**** MATERIAL FOR THIS TASK ****
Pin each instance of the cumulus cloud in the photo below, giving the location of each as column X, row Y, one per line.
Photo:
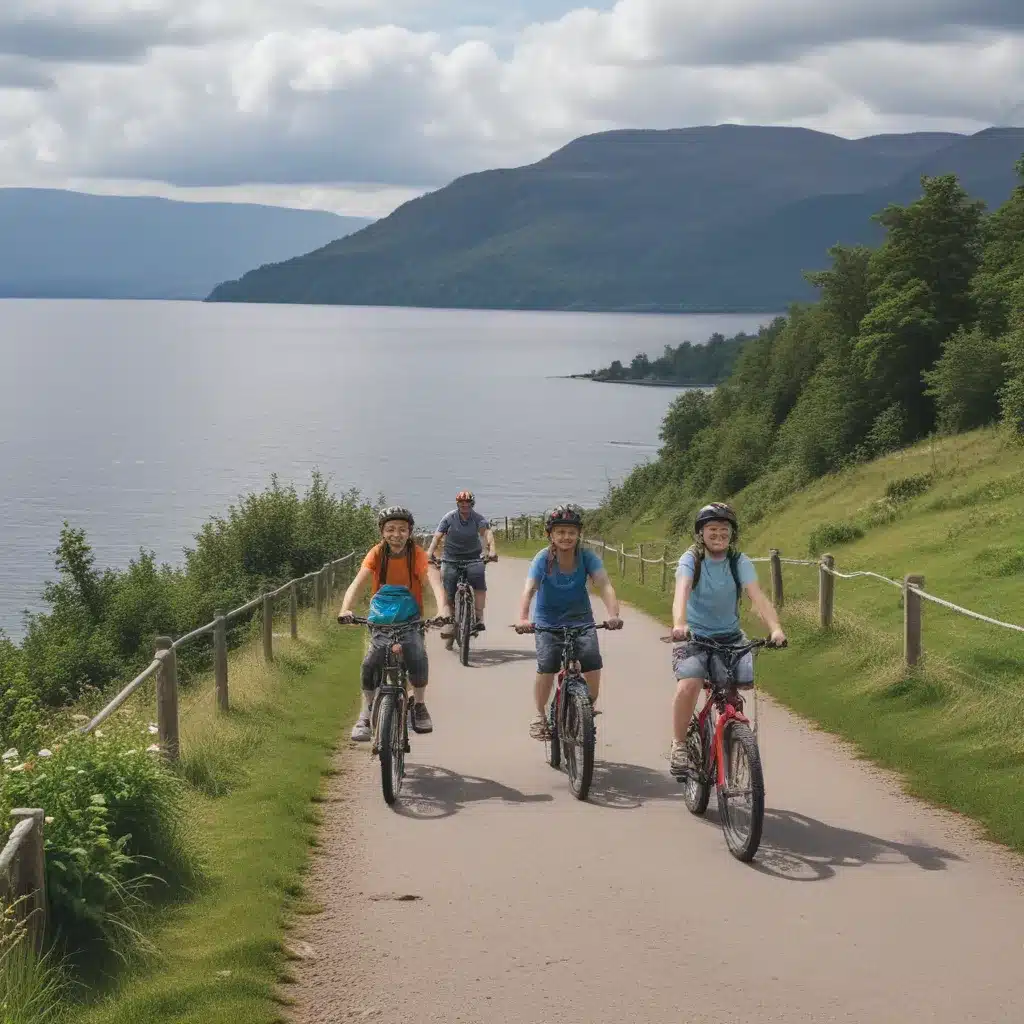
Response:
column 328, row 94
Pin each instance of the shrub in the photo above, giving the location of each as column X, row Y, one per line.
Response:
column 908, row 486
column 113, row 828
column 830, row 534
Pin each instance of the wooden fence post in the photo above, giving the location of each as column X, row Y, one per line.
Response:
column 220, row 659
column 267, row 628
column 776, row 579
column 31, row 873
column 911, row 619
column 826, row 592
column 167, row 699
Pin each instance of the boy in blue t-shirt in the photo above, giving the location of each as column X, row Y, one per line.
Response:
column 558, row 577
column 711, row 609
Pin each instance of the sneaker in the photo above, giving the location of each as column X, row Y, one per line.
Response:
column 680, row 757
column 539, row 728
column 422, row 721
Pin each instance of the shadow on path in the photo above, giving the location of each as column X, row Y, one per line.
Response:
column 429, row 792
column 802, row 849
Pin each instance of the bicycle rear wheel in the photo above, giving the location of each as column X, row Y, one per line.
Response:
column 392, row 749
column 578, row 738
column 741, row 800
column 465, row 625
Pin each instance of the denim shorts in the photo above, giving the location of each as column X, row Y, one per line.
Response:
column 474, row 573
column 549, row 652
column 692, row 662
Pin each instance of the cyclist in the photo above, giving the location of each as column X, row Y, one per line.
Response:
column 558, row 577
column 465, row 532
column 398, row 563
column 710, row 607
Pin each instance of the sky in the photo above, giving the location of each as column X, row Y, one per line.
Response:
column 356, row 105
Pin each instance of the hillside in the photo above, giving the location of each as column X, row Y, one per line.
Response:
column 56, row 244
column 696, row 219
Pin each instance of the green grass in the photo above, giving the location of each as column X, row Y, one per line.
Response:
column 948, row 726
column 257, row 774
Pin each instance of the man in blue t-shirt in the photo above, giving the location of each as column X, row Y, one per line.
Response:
****
- TASK DIRECTIONS: Show the lines where the word "blue" appears in the entries.

- SOLVED EXERCISE:
Pin each instance of the boy in blue t-shirt in the photo above, giving the location of each as column X, row Y, one per line.
Pin each instance of the man in blue t-shirt in the photo above, giving the location of each as column X, row Y, one per line.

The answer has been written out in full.